INSTRUCTION 1: Can you reproduce, word for word, the passage of the article below on Dutch wartime diaries that begins at the words "Zooming in and" and stops after the words "in western Europe."?

PAGE EXTRACT:
According to journalist Nina Siegal, in fact the world’s most famous diarist, Anne Frank, “is not really telling the whole story, or the right story, in some ways.”
Siegal, the author of “The Diary Keepers: World War II in the Netherlands as Written by the People Who Lived Through It,” told The Times of Israel that the narrow scope of Frank’s account was a function of her age and situation.
“She could not tell the whole story; Anne was a child, and cut off from the world,” said Siegal. A prolific cultural writer for The New York Times, Siegal lives in Amsterdam and is an ongoing researcher into the wartime fate of Dutch Jews.
“Anne Frank’s diary was part of a process that was radically democratic in the way they were thinking about documenting the war,” said Siegal, whose research into the diaries received a lavish photo spread in The New York Times.
Zooming in and out of texts written by people who were victims, bystanders, and collaborators, Siegal’s recently published “The Diary Keepers” tells the story of the genocide of the Jews chronologically.
From a Nazi-sympathizing Dutch police inspector to a Jewish reporter who covered Russia and Palestine, Siegal chose seven main diarists — from among 2,100 diaries held by NIOD, the Institute for War, Holocaust, and Genocide Studies — in order to bring readers through events including the “Hunger Winter” and Liberation.
Framing Siegal’s archival hunt was her desire to “use the collection in the way it was intended,” she said.
Much of Siegal’s research for the book revolved around why three-quarters of Dutch Jews were annihilated during the war, the highest proportion of any country in western Europe.
“Anne Frank leaves people with the impression that the Dutch non-Jews were very protective of the Jews,” said Siegal. “People focus on the redemptive idea that ‘in spite of everything, people are really good at heart.’”
Setting out to show readers a “larger narrative” of wartime society, Siegal was interested in why — for example — so many Dutch people took photographs of their Jewish neighbors being “rounded up” and deported.
“The last Jews are being rounded up,” wrote salesman Cornelis Komen, who observed a daytime “razzia” (raid) in Amsterdam.
“Herded together and taken away like cattle. From hearth and home to foreign parts. …They may not be a pleasant people, but they’re still human beings,” wrote Komen in his diary.
Nearly eight decades after Liberation, NIOD is still working to transcribe wartime diaries, three of which appear for the first time in Siegal’s book.
“I wasn’t aware of how incredible a resource it would be, how deeply engrossing,” said Siegal, who spent more than two years in archives immersed in the everyday lives of Dutch people during the war.
‘A murky zone’
With family roots in the wartime borders of Czechoslovakia and Hungary, Siegal’s grandparents and mother survived the Holocaust through a combination of hiding and imprisonment in labor camps.
“My mother’s whole side of the family were in the Holocaust,” said Siegal. “Most of the Hungarian and Czech sides of my family perished.”
Growing up, Siegal’s mother talked about the war in “weird ways,” said the author.
“My mom would tell these stories that were terrifying but always ended with a punchline,” said Siegal. “I was left in kind of a murky zone, which in part is why I was so interested in covering this.”
In addition to the Netherlands’ disproportionate victim count, Siegal wanted to explore “what it took to resist, and what it took for someone to be a real resistor on behalf of the Jews,” she said.
My mom would tell these stories that were terrifying but always ended with a punchline
“I was mostly really interested in what it was like for a normal person to experience it on a day-to-day basis,” said Siegal, who interviewed some of the surviving diarists and their inheritors.

INSTRUCTION 2: Could you recast the records below as a JSON list of strings, one string per line with blank lines left out, beginning at the first line of the records and stopping after the line that contains "[611,114,631,215]"? Leave the pictures out of the answer.

[Object detection data]

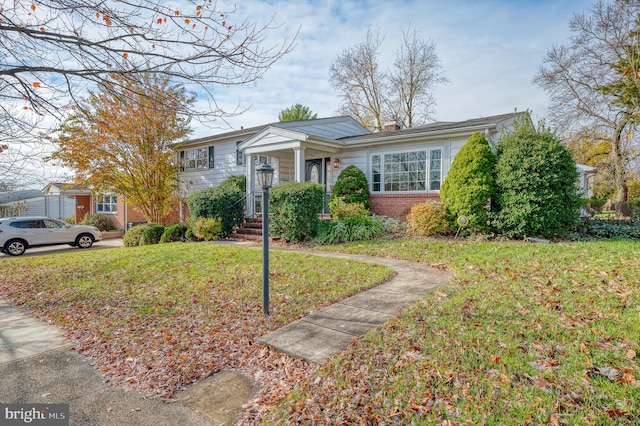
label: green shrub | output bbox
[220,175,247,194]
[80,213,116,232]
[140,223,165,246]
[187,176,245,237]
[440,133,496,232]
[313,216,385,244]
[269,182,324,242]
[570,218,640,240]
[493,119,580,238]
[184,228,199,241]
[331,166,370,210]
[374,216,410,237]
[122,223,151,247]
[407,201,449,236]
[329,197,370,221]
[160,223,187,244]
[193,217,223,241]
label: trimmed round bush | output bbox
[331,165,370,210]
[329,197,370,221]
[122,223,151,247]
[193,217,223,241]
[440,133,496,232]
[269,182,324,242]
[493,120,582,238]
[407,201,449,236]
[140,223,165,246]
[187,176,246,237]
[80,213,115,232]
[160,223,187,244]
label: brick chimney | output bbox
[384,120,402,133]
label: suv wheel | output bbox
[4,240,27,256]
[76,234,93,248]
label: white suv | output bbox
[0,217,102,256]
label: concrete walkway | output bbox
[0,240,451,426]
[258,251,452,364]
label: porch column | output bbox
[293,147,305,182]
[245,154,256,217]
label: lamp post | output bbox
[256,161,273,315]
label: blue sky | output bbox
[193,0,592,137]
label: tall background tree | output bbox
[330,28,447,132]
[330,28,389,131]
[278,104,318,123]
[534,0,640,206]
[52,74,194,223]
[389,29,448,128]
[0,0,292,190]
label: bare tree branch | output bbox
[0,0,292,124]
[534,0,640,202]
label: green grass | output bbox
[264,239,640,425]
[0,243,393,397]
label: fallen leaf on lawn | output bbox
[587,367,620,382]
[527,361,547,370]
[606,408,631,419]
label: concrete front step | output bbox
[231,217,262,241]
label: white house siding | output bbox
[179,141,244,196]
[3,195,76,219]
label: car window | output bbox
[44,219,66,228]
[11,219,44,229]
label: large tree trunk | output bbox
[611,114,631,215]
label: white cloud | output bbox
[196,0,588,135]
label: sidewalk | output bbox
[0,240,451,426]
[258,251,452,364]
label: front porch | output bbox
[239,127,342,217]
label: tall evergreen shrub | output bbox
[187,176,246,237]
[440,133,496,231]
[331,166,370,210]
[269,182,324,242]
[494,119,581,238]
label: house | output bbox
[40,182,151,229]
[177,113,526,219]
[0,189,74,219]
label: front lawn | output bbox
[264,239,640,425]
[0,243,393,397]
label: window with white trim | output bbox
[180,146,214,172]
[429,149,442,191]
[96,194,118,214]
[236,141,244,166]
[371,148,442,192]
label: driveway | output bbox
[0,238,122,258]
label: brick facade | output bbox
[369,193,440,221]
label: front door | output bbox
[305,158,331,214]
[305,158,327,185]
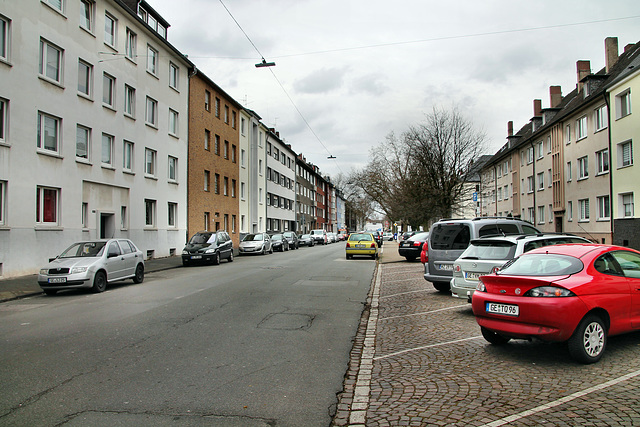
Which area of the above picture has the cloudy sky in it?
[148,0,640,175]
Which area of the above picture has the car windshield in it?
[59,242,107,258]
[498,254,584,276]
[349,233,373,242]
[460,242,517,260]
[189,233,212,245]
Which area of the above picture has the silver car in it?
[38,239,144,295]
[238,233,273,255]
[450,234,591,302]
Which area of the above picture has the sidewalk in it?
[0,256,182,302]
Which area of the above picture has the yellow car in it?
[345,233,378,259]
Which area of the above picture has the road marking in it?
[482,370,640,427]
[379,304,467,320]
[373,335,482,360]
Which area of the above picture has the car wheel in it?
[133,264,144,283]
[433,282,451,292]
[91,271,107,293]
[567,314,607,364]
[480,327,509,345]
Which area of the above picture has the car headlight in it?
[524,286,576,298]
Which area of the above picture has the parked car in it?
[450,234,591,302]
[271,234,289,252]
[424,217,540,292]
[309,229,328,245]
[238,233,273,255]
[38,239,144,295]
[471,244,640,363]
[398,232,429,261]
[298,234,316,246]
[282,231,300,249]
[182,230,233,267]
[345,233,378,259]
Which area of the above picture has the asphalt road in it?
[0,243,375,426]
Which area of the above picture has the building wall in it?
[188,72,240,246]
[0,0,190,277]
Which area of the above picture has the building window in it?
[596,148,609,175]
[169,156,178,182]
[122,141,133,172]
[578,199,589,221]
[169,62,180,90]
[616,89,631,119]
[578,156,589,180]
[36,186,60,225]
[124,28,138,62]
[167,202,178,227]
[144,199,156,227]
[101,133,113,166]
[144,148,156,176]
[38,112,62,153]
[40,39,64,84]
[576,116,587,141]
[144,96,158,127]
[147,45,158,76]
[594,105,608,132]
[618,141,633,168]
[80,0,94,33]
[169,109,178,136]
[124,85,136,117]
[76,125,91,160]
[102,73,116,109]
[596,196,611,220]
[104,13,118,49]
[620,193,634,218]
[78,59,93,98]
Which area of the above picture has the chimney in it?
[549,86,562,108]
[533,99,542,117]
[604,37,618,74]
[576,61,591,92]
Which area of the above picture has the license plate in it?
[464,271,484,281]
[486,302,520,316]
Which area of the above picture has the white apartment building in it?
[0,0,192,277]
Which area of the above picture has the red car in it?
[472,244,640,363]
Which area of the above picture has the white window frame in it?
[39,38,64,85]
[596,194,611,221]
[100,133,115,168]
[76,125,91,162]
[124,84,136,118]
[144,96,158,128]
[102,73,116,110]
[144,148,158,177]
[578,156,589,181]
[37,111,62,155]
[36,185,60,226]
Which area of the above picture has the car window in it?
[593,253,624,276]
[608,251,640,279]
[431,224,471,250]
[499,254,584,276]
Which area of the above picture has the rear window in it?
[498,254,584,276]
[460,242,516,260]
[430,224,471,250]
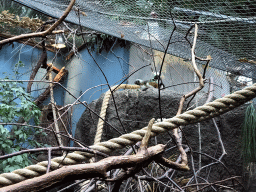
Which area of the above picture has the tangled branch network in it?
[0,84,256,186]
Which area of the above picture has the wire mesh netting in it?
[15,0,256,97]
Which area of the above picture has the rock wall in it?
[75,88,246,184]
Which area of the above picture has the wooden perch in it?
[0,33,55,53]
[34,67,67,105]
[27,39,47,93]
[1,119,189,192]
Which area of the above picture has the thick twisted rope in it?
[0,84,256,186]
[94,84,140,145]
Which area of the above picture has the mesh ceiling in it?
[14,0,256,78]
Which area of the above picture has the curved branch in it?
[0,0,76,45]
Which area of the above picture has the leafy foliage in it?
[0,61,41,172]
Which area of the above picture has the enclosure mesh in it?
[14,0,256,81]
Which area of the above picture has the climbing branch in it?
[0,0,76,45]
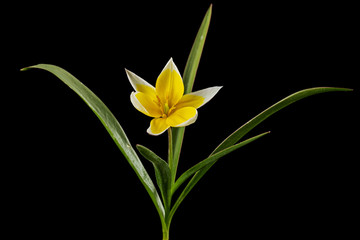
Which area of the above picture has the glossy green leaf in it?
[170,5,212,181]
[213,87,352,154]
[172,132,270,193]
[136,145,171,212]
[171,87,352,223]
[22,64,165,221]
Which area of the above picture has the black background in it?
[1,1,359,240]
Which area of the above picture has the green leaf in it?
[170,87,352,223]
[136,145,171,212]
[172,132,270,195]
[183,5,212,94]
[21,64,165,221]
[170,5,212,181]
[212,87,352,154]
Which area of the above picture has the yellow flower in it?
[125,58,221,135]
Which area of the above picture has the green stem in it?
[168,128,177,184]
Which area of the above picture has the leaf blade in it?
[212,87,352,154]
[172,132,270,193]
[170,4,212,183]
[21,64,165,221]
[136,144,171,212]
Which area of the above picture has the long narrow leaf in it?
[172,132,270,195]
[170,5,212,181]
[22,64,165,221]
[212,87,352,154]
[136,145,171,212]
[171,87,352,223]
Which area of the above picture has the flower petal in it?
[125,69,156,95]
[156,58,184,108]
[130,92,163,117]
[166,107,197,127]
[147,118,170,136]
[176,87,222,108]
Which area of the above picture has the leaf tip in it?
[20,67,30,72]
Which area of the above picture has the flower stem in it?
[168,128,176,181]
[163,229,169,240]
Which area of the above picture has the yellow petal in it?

COMPLETE OUTPUT 1:
Zooming in and out of texts written by people who were victims, bystanders, and collaborators, Siegal’s recently published “The Diary Keepers” tells the story of the genocide of the Jews chronologically.
From a Nazi-sympathizing Dutch police inspector to a Jewish reporter who covered Russia and Palestine, Siegal chose seven main diarists — from among 2,100 diaries held by NIOD, the Institute for War, Holocaust, and Genocide Studies — in order to bring readers through events including the “Hunger Winter” and Liberation.
Framing Siegal’s archival hunt was her desire to “use the collection in the way it was intended,” she said.
Much of Siegal’s research for the book revolved around why three-quarters of Dutch Jews were annihilated during the war, the highest proportion of any country in western Europe.

COMPLETE OUTPUT 2:
[
  "label: green shrub | output bbox",
  "[220,175,247,194]",
  "[80,213,116,232]",
  "[140,223,165,246]",
  "[187,176,245,237]",
  "[440,133,496,232]",
  "[313,216,385,244]",
  "[269,182,324,242]",
  "[570,218,640,240]",
  "[493,119,580,238]",
  "[184,228,199,241]",
  "[331,166,370,210]",
  "[374,216,410,237]",
  "[122,223,151,247]",
  "[407,201,449,236]",
  "[329,197,370,221]",
  "[160,223,187,244]",
  "[193,217,223,241]",
  "label: trimmed round bush | output bbox",
  "[331,165,370,210]",
  "[329,197,370,221]",
  "[122,223,151,247]",
  "[193,217,223,241]",
  "[440,133,496,232]",
  "[269,182,324,242]",
  "[493,120,582,238]",
  "[407,201,449,236]",
  "[140,223,165,246]",
  "[187,176,246,237]",
  "[80,213,115,232]",
  "[160,223,187,244]",
  "label: brick chimney | output bbox",
  "[384,120,402,133]",
  "label: suv wheel | output bbox",
  "[4,240,27,256]",
  "[76,234,93,248]",
  "label: white suv | output bbox",
  "[0,217,102,256]",
  "label: concrete walkway | output bbox",
  "[0,240,451,426]",
  "[258,251,452,364]",
  "label: porch column | output bbox",
  "[293,147,305,182]",
  "[245,154,256,217]",
  "label: lamp post | output bbox",
  "[256,161,273,315]",
  "label: blue sky | output bbox",
  "[193,0,592,137]",
  "label: tall background tree | output bbox",
  "[330,28,447,132]",
  "[330,28,389,131]",
  "[278,104,318,123]",
  "[534,0,640,206]",
  "[52,74,194,223]",
  "[389,29,448,128]",
  "[0,0,292,190]",
  "label: bare tree branch | output bbox",
  "[0,0,292,124]",
  "[534,0,640,202]",
  "label: green grass | output bbox",
  "[264,239,640,425]",
  "[0,243,393,397]",
  "label: fallen leaf on lawn | output bbox",
  "[587,367,620,382]",
  "[527,361,547,370]",
  "[606,408,631,419]",
  "label: concrete front step | output bbox",
  "[231,217,262,241]",
  "label: white house siding | output bbox",
  "[179,141,244,196]",
  "[3,195,76,219]",
  "label: car window | output bbox",
  "[44,219,66,228]",
  "[11,219,44,229]",
  "label: large tree trunk | output bbox",
  "[611,114,631,215]"
]